[Saved data entries]
......

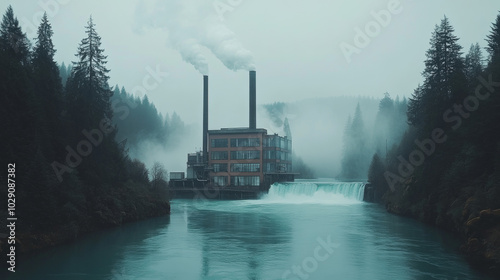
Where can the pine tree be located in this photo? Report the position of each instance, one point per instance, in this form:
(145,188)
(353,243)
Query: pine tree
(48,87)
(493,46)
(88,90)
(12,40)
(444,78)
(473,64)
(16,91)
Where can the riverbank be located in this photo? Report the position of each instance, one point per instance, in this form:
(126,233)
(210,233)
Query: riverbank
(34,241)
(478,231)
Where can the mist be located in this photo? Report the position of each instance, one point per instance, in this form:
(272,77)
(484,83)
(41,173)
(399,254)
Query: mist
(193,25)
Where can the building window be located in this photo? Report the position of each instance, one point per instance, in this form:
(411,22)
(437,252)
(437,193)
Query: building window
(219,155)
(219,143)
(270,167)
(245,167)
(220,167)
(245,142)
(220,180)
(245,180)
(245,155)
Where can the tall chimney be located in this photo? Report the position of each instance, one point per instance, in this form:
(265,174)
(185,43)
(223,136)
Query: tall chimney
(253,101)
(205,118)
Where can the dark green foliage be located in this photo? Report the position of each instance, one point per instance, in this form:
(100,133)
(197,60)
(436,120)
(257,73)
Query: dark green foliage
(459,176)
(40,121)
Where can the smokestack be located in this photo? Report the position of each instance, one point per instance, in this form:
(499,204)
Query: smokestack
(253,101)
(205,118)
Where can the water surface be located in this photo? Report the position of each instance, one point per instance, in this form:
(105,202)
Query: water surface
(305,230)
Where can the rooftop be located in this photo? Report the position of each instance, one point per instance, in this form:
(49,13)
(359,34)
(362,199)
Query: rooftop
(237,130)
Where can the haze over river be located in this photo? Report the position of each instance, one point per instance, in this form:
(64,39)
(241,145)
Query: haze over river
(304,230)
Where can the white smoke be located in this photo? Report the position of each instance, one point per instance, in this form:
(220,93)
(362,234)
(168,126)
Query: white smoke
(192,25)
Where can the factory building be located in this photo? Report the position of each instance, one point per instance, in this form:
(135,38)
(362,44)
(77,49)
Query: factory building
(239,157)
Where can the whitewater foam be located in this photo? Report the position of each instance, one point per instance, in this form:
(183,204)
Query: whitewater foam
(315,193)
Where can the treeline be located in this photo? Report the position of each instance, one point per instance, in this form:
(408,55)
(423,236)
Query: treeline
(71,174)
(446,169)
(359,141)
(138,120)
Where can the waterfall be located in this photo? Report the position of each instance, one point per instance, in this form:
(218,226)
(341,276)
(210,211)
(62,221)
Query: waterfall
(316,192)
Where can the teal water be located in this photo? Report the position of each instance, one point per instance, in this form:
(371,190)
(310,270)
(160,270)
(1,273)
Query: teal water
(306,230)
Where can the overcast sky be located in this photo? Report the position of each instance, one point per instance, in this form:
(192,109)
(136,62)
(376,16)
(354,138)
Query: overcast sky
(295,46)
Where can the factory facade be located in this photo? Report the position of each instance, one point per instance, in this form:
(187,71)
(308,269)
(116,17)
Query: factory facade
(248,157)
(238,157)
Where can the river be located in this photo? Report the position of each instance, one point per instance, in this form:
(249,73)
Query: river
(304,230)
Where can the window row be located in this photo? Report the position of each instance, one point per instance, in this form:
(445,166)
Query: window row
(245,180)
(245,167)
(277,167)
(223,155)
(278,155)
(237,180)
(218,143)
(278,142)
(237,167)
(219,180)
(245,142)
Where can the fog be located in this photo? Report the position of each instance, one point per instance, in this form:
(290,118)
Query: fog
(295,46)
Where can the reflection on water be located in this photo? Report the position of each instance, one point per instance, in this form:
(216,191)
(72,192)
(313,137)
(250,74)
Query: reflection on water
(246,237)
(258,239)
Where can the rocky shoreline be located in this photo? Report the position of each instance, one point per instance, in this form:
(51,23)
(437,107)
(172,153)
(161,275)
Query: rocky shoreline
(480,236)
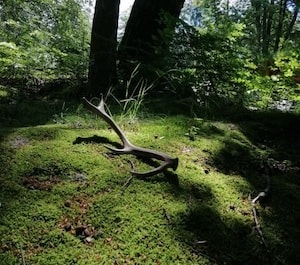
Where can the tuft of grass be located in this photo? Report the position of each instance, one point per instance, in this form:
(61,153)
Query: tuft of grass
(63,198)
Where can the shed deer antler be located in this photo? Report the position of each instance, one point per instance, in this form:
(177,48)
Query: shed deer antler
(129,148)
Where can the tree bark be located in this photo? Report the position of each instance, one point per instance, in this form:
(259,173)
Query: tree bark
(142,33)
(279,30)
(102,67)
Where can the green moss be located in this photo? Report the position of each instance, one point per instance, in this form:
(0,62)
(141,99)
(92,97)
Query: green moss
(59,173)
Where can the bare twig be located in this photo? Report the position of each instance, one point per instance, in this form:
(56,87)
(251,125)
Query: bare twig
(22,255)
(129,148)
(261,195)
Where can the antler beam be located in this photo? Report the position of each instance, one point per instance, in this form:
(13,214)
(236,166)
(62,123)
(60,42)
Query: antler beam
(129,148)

......

### DESCRIPTION OF THE TASK:
Starting with the top line, write out all the data above exactly; keep the pictures out.

### SOLUTION TO THIS PROBLEM:
Where can the pine tree be located in this photo? Report the position of each instance, one point per instance, in this form:
(145,188)
(353,243)
Query: pine tree
(48,87)
(493,46)
(88,90)
(12,40)
(444,78)
(473,64)
(16,91)
Where can the riverbank be located in this photo? Report the position of each instance, one point per instance, in this form:
(126,233)
(210,233)
Query: riverbank
(34,241)
(478,231)
Where can the mist be located in this photo? Report the position of each instance, one point per instance, in this form:
(272,77)
(484,83)
(41,173)
(399,254)
Query: mist
(193,25)
Where can the building window be located in this photo? Report the position of each instance, one point per instance, in this form:
(411,22)
(437,252)
(437,193)
Query: building window
(219,155)
(219,143)
(270,167)
(245,167)
(220,167)
(245,142)
(220,180)
(245,180)
(245,155)
Where can the tall chimney be located in this photo? Report the position of each instance, one point per instance, in this form:
(265,174)
(185,43)
(223,136)
Query: tall chimney
(253,101)
(205,118)
Where can the dark green foliage be located in this photo? Report the position of each instance, one point per instance, in this form:
(100,133)
(197,60)
(436,120)
(257,73)
Query: dark green foliage
(459,176)
(40,121)
Where can the smokestack be located in this photo? Report the position of each instance, one point per instance, in this form:
(499,204)
Query: smokestack
(253,101)
(205,118)
Where can the water surface be located in this photo? Report the position of each instance, one point per instance, in this form:
(105,202)
Query: water surface
(305,230)
Where can the rooftop be located in this photo? Report the position of each instance, one point per instance, in this form:
(49,13)
(359,34)
(362,199)
Query: rooftop
(237,130)
Where can the haze over river be located in this photo? Report the position of each instance, one point per instance, in this form:
(64,39)
(241,145)
Query: haze over river
(304,230)
Where can the white smoke be located in this photo? Report the position of each instance, one point per instance, in this form:
(220,93)
(362,234)
(168,126)
Query: white smoke
(192,25)
Where can the factory building be located in this photo? Report the position of each instance, one point per instance, in this form:
(135,38)
(362,44)
(77,49)
Query: factory building
(239,157)
Where can the whitewater foam be located in this photo? Report the position of each instance, one point per instance, in this form:
(183,204)
Query: whitewater foam
(315,193)
Where can the treeline be located in this photo? Report the position of each instance, one point per instance, in this form:
(408,55)
(423,236)
Query: treeline
(71,174)
(446,169)
(359,141)
(138,120)
Where can the waterfall be located in this photo? Report the position of each instance, one point per instance, in this form:
(218,226)
(341,276)
(210,211)
(62,221)
Query: waterfall
(316,192)
Where can the teal water be located in this photo? Report the position of each instance, one point per instance, in this form:
(371,190)
(310,270)
(160,270)
(1,273)
Query: teal water
(306,230)
Where can the overcast sky be located in this photo? Report the position of each instance, one point per instance, in this form:
(192,109)
(136,62)
(376,16)
(354,138)
Query: overcast sky
(295,46)
Where can the factory facade be located in this photo? Report the position of each instance, one point per instance, in this form:
(187,71)
(308,269)
(116,17)
Query: factory facade
(248,157)
(238,157)
Where can the river be located in this photo? Report the position of each instance, one point per instance, in this form:
(249,73)
Query: river
(304,230)
Where can the window row be located in this photo? Report the position of each instance, one point per instance, in this form:
(445,166)
Query: window row
(245,180)
(245,167)
(277,167)
(223,155)
(278,155)
(237,180)
(218,143)
(278,142)
(237,167)
(219,180)
(245,142)
Where can the fog be located in this photo? Report the position of each instance, one point per instance, in this form:
(290,118)
Query: fog
(295,46)
Where can the reflection on water be located in this photo? Report the position of each instance, one point per instance, in this form:
(216,191)
(72,192)
(313,137)
(250,74)
Query: reflection on water
(246,237)
(258,239)
Where can the rocky shoreline be located in this photo? Report the position of each instance, one point per instance, in this form:
(51,23)
(437,107)
(172,153)
(161,275)
Query: rocky shoreline
(480,236)
Where can the tuft of grass be located in this photo? Report the position of each instance, one point per instance, in this form:
(61,153)
Query: tuft of grass
(63,198)
Where can the shed deer antler be located in this photo? Report the position of each instance, one point per instance, in this form:
(177,48)
Query: shed deer antler
(129,148)
Where can the tree bark be located in this photo? Report the position of each instance, one point per instance, in this form:
(259,173)
Query: tree bark
(142,33)
(279,30)
(102,67)
Where can the green moss be located in this photo? Report the position of each instance, one point per instance, in this form:
(0,62)
(141,99)
(92,97)
Query: green moss
(59,173)
Where can the bare twig be located in this photo? Report the position of each instance, one point per instance, in this form:
(56,87)
(251,125)
Query: bare twig
(22,255)
(129,148)
(261,195)
Where can the antler beam be located in this photo? Report the position of each instance, one point per instance, in this form:
(13,214)
(236,166)
(62,123)
(60,42)
Query: antler beam
(129,148)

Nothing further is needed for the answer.